▸ Try it:
All records below should be repeated exactly, with the pictures left out.

─── Data listing

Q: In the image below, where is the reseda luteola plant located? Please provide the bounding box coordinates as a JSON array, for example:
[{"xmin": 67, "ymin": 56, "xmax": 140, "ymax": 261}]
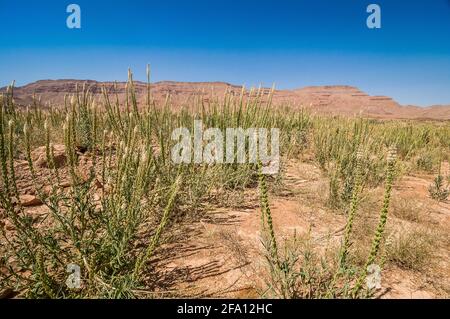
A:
[
  {"xmin": 258, "ymin": 143, "xmax": 400, "ymax": 298},
  {"xmin": 0, "ymin": 69, "xmax": 307, "ymax": 298},
  {"xmin": 0, "ymin": 67, "xmax": 448, "ymax": 298},
  {"xmin": 352, "ymin": 146, "xmax": 397, "ymax": 297}
]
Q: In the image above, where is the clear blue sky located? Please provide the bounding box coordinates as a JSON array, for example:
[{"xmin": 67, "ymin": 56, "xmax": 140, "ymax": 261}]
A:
[{"xmin": 0, "ymin": 0, "xmax": 449, "ymax": 106}]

──────

▸ Task answer:
Q: In the image below, where is the reseda luteola plant located? Please provide the bounding box coordinates as a JSON array, for example:
[{"xmin": 67, "ymin": 56, "xmax": 140, "ymax": 261}]
A:
[
  {"xmin": 258, "ymin": 143, "xmax": 400, "ymax": 298},
  {"xmin": 0, "ymin": 69, "xmax": 307, "ymax": 298},
  {"xmin": 0, "ymin": 67, "xmax": 448, "ymax": 298},
  {"xmin": 352, "ymin": 146, "xmax": 397, "ymax": 297}
]
Q: In the image above, where is the clear blue sky located? Please provide the bounding box coordinates as a JSON array, for example:
[{"xmin": 67, "ymin": 56, "xmax": 140, "ymax": 261}]
A:
[{"xmin": 0, "ymin": 0, "xmax": 449, "ymax": 106}]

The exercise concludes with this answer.